Исходный текст:
- - - - -
Спорили, расширяя тему, сближая. Так смотрят люди в небо через оптические стекла, расположенные в медной блестящей трубе. Вероятно, я подумал: если хочешь увидеть четко, то не надо расширять поле зрения. Сжатое поле зрения. Только за счет полей, за счет соседних кусков небо приближается.

Делает тему четкой.

Разговор, записанный через много лет, в нем я не могу под страницей упомянуть книгу и номер страницы и поставить кавычки.

Мы шли рядом, вспоминая то, что нас сближает и будет сближать.

– Но ведь ты, – сказал собеседник и друг, – не хочешь писать строго научно: перечислять результаты во-первых, во-вторых, третьих, четвертых…

И друг мой сказал мне темы споров. А я мог бы ответить: и не забыл, – но просто не сказал.

Мороз очищает небо. Зрительная труба колет небо, звезды понятнее в контекстах созвездий. Это мы говорили уже около его дома, двухэтажной дачи. Было так тихо, как тихо в морозе. Друг и я никогда не пили – ни вместе, ни порознь. Он отрыл один сугроб, достал водки; кажется, оказался стакан. Мы выпили не пьянея.
- - - - -
Строки данных:

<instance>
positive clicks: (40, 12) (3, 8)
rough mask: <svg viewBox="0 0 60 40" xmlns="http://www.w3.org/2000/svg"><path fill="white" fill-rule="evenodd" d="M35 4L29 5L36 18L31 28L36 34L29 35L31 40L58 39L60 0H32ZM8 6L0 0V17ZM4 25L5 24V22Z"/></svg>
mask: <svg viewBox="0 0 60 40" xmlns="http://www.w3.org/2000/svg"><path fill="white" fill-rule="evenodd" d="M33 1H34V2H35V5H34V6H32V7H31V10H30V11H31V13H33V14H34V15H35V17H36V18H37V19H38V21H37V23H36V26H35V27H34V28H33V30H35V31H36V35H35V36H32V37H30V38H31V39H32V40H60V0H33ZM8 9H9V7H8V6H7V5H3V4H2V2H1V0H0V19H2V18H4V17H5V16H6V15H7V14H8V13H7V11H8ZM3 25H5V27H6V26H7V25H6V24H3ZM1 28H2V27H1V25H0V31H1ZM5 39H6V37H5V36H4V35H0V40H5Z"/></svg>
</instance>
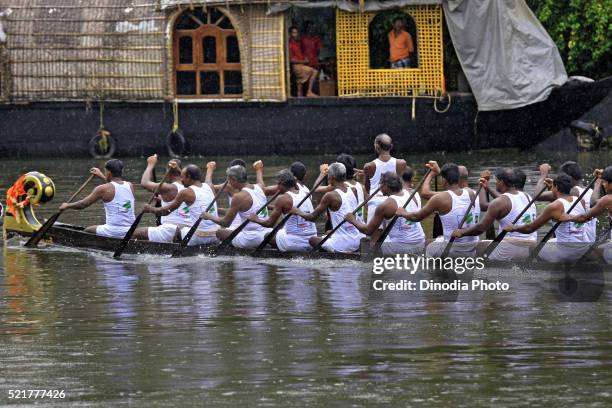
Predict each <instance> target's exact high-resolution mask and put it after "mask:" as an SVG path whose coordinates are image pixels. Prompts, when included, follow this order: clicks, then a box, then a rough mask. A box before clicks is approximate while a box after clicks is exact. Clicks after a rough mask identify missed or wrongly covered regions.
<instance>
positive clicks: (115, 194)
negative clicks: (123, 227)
mask: <svg viewBox="0 0 612 408" xmlns="http://www.w3.org/2000/svg"><path fill="white" fill-rule="evenodd" d="M111 184H112V185H113V187H115V196H114V197H113V199H112V201H110V202H108V203H104V212H105V213H106V225H112V226H114V227H129V226H131V225H132V223H133V222H134V220H135V219H136V217H135V216H134V194H133V193H132V189H131V187H130V186H131V184H130V183H129V182H127V181H124V182H123V184H119V183H117V182H114V181H111Z"/></svg>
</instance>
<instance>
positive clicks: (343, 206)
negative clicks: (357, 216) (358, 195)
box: [329, 187, 361, 246]
mask: <svg viewBox="0 0 612 408" xmlns="http://www.w3.org/2000/svg"><path fill="white" fill-rule="evenodd" d="M334 191H335V192H336V193H338V195H339V196H340V199H341V200H342V203H341V204H340V208H339V209H338V211H333V210H332V209H330V210H329V214H330V216H331V221H332V228H336V225H338V224H340V223H341V222H342V221H343V220H344V216H345V215H346V214H349V213H351V212H353V211H354V210H355V208H357V206H358V205H359V204H357V198H356V197H355V194H353V189H352V188H348V187H347V189H346V193H345V192H344V191H342V190H340V189H339V188H337V189H336V190H334ZM332 238H333V239H336V240H339V241H340V242H342V241H344V242H346V243H347V244H348V245H346V246H351V245H350V242H354V241H355V240H360V239H361V232H359V230H358V229H357V228H355V226H354V225H353V224H351V223H349V222H345V223H344V224H342V226H340V228H338V230H337V231H336V232H334V235H332ZM340 246H345V245H343V244H340Z"/></svg>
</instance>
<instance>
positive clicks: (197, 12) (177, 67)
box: [174, 8, 242, 98]
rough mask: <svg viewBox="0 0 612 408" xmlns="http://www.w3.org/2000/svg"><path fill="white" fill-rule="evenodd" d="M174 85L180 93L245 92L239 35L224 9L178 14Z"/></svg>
mask: <svg viewBox="0 0 612 408" xmlns="http://www.w3.org/2000/svg"><path fill="white" fill-rule="evenodd" d="M174 86H175V94H176V96H177V97H186V98H239V97H241V96H242V72H241V66H240V49H239V47H238V37H237V36H236V30H235V29H234V27H233V26H232V23H231V21H230V19H229V18H228V17H227V16H226V15H225V14H223V13H222V12H221V11H219V10H217V9H214V8H212V9H211V8H206V10H204V9H203V8H196V9H194V10H188V11H186V12H185V13H183V14H181V15H180V16H179V17H178V18H177V20H176V23H175V26H174Z"/></svg>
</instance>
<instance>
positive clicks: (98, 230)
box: [96, 224, 130, 238]
mask: <svg viewBox="0 0 612 408" xmlns="http://www.w3.org/2000/svg"><path fill="white" fill-rule="evenodd" d="M129 229H130V226H129V225H128V226H127V227H122V226H118V225H108V224H104V225H98V226H97V227H96V235H100V236H102V237H109V238H123V237H125V234H127V232H128V230H129Z"/></svg>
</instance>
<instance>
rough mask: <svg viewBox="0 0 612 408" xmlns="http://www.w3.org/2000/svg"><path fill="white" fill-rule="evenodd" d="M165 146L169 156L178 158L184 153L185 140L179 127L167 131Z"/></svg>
mask: <svg viewBox="0 0 612 408" xmlns="http://www.w3.org/2000/svg"><path fill="white" fill-rule="evenodd" d="M166 148H167V149H168V156H170V157H173V158H179V157H183V156H184V155H185V153H186V152H187V140H186V139H185V135H183V132H182V131H181V129H176V130H175V131H170V133H168V136H166Z"/></svg>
- - - - -
Задание 1: Возле чего, согласно исходному тексту, шел разговор о зрительной трубе и созвездиях?
Задание 2: Подхватите исходный текст о зимнем разговоре с другом и продолжите его сразу после последнего предложения.
Строки для этой работы не понадобятся.

Ответ 1: Около дома друга, двухэтажной дачи.

Ответ 2:
Нам было очень трудно, мы увидели творчество третьего, творчество женщины, жившей там, в Фонтанном доме на реке, которая все же похожа на гранитную рану, на рану, окруженную литым чугуном. Потом мы говорили о целом.

Говорить о созвездиях, не зная звезд, неправильно. Говорить о звездах, не зная, что такое звезда, неправильно. Но звездное небо обычный предмет поиска, цель внимания. Да, я оправдываюсь, я не умею писать так, чтобы вот первый ответ, вот второй, третий. Я не знаком с приборами. Я писатель.

Поэт без рифм, без ритма, с густым, для меня внятным гудением сердца.

С вниманием к исследованиям искусства, методам, приближающим к искусству.

Так казалось мне в тихой морозной ночи.

Расходятся звезды, когда убрана труба, расходятся люди, когда их фамилии окружают черными рамками. Но остается тема – небо. Буду писать разбросанно, пытаясь соблюсти какую-то точность. Я буду писать, не будучи довольным своим малым опытом, опираясь на высказывания писателей, на их опыт, на их противоречивые слова, пытаясь в пересечении показаний найти точность предмета.

Друзья мои, вы разошлись. Остались книги. Друзья мои, некоторые из вас сменили берега. Я не буду говорить точно. Но я даже во сне пытаюсь связывать мысли, сопоставлять их.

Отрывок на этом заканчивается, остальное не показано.